Set problem:
Count the lines in the material below that contain the word "butter". Give only that number.

Records for the task:
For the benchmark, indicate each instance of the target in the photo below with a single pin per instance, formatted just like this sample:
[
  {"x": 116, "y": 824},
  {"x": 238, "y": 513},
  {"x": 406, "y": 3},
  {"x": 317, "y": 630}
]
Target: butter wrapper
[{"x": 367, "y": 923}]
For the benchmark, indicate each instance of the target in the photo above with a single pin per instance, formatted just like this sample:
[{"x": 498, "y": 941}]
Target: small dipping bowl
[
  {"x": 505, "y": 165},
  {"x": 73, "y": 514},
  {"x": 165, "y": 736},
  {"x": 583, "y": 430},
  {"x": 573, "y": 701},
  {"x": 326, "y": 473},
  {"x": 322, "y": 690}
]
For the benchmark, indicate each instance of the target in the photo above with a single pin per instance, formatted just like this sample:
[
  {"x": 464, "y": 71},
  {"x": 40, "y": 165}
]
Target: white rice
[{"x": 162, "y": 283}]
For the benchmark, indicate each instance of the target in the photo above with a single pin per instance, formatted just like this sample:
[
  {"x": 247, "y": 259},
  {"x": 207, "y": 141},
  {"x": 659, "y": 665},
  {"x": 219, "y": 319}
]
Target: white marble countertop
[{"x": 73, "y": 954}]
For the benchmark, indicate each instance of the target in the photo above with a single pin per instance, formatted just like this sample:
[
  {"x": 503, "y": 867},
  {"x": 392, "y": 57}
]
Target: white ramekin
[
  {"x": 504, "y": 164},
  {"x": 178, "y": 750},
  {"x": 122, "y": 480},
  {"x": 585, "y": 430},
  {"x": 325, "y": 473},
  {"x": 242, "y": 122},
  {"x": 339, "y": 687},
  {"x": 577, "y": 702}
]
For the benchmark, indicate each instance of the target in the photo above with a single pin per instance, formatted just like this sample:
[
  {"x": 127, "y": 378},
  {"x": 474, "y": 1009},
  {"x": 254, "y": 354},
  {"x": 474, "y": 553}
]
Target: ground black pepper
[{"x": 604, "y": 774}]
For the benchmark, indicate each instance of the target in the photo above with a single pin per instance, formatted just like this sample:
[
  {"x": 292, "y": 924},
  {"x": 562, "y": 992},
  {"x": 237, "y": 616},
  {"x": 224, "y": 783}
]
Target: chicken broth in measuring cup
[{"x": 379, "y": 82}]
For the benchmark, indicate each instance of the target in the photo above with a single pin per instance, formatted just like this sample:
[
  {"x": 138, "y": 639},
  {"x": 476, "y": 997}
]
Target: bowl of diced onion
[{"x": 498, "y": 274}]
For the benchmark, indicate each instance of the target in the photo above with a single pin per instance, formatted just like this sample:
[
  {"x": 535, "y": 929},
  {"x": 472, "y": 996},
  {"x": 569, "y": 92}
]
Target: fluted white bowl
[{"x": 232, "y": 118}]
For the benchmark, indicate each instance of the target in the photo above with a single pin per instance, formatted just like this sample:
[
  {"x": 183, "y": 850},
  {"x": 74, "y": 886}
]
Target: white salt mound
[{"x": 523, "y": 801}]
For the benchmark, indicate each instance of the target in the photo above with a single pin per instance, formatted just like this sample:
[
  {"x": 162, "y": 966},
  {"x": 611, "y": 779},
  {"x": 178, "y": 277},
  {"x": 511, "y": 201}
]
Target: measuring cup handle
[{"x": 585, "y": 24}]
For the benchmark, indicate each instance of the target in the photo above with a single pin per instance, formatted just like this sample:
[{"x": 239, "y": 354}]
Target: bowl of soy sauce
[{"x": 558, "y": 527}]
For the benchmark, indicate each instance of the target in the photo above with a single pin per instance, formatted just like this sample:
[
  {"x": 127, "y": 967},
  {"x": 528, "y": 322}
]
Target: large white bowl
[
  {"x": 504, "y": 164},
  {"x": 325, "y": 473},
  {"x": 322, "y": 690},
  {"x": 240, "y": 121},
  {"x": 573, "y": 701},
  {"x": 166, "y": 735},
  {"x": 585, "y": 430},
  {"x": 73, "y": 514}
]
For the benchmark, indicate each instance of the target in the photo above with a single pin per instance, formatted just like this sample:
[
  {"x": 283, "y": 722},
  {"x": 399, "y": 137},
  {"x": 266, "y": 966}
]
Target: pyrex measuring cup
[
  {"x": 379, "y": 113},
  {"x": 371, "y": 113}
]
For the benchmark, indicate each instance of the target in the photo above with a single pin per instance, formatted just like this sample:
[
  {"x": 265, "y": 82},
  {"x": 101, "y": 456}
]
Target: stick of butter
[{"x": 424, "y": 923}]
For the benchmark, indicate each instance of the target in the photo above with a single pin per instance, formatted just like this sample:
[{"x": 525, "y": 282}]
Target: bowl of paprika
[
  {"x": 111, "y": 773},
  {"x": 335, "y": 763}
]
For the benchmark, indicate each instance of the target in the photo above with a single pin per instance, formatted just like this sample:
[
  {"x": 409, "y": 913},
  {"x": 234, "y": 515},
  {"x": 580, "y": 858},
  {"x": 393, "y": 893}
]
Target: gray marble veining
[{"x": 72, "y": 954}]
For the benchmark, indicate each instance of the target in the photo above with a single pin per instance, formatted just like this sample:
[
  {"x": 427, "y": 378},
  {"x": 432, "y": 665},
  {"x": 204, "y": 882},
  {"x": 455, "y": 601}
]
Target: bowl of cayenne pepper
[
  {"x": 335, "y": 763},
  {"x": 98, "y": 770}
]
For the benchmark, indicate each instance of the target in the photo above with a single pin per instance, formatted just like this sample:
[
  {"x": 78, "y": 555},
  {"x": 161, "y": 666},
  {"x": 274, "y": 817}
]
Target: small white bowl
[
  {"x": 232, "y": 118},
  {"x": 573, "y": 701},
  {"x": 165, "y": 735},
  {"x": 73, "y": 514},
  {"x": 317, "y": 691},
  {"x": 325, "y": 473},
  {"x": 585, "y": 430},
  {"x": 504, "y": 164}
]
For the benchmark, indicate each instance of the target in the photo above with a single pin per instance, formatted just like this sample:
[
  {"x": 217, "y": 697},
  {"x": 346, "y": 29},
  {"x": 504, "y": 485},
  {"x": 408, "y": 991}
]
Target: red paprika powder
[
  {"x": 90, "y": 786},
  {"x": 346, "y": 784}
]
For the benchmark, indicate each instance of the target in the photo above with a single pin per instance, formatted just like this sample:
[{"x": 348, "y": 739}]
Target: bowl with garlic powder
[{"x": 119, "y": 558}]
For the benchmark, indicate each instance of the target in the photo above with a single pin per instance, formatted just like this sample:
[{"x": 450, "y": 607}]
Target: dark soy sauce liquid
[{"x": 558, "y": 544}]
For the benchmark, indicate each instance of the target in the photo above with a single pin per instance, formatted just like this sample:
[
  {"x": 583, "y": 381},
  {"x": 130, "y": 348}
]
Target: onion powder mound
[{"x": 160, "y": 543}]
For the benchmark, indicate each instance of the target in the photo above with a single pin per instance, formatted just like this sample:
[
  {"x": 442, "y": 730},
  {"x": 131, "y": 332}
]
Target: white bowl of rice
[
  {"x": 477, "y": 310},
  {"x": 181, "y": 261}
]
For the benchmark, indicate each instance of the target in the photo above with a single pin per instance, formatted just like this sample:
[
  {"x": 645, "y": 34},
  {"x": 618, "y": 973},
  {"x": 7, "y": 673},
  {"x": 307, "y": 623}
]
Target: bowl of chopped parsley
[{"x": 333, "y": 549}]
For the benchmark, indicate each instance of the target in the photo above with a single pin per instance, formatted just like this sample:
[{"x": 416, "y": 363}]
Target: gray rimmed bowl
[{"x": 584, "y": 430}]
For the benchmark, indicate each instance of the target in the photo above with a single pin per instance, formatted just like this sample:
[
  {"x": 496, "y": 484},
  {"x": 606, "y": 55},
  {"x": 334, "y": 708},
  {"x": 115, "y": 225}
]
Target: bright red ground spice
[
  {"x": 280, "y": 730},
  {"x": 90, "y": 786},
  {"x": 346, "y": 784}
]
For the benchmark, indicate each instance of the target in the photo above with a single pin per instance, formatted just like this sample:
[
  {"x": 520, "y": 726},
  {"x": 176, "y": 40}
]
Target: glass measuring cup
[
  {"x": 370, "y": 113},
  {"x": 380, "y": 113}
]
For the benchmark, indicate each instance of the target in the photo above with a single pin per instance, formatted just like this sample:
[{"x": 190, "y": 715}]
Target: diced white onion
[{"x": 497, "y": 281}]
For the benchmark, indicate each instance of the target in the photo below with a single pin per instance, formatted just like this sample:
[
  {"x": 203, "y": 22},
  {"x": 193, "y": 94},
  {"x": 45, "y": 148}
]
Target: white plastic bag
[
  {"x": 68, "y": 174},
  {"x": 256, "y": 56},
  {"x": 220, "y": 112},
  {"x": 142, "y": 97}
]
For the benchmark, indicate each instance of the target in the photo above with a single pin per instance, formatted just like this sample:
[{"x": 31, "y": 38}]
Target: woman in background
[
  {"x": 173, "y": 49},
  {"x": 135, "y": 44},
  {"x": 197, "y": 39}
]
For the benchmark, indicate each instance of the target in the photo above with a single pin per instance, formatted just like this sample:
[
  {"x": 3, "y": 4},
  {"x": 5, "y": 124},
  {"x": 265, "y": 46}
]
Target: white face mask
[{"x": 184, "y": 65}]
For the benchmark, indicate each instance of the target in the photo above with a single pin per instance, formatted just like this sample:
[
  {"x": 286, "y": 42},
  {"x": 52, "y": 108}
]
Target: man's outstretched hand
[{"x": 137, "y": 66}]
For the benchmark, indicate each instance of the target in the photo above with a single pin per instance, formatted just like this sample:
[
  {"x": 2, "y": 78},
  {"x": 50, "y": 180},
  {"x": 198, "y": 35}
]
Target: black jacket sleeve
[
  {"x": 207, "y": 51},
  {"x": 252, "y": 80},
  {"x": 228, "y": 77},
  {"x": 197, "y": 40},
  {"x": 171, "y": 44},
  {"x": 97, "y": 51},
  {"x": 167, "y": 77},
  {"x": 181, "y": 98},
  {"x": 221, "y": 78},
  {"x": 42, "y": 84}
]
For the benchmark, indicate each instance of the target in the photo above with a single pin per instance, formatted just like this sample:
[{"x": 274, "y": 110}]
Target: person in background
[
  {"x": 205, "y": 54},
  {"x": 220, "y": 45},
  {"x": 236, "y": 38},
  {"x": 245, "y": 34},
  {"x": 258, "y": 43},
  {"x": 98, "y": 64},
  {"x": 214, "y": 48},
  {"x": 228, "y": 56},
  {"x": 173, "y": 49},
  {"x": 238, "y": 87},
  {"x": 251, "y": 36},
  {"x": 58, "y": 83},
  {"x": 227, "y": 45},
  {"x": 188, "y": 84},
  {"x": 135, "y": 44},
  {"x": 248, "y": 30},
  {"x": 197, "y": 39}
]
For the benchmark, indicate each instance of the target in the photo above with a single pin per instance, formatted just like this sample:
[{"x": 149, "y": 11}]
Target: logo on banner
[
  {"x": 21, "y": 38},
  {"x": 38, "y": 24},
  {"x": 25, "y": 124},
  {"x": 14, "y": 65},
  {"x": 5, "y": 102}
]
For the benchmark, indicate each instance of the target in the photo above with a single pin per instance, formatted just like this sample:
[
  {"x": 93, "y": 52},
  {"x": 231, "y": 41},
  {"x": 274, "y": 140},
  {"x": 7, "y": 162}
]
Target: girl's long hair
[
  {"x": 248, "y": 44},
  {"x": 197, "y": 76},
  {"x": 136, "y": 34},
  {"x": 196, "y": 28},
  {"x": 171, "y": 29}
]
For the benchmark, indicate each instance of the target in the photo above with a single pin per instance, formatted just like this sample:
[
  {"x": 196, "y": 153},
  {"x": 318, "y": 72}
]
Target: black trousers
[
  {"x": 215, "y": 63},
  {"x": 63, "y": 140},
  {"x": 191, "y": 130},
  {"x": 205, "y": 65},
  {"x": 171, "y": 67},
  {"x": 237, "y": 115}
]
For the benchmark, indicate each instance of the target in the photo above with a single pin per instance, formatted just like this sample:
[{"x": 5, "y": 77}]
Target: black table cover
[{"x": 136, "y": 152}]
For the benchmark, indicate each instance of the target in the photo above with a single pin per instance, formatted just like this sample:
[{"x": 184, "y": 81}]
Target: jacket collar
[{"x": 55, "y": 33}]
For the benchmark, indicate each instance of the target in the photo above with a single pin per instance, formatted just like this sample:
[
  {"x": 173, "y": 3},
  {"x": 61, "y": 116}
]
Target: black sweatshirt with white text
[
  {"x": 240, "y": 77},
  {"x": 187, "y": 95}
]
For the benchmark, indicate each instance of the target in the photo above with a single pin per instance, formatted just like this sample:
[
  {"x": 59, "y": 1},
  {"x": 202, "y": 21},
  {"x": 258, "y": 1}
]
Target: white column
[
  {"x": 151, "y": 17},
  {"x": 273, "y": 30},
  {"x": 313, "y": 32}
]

Solution to this problem:
2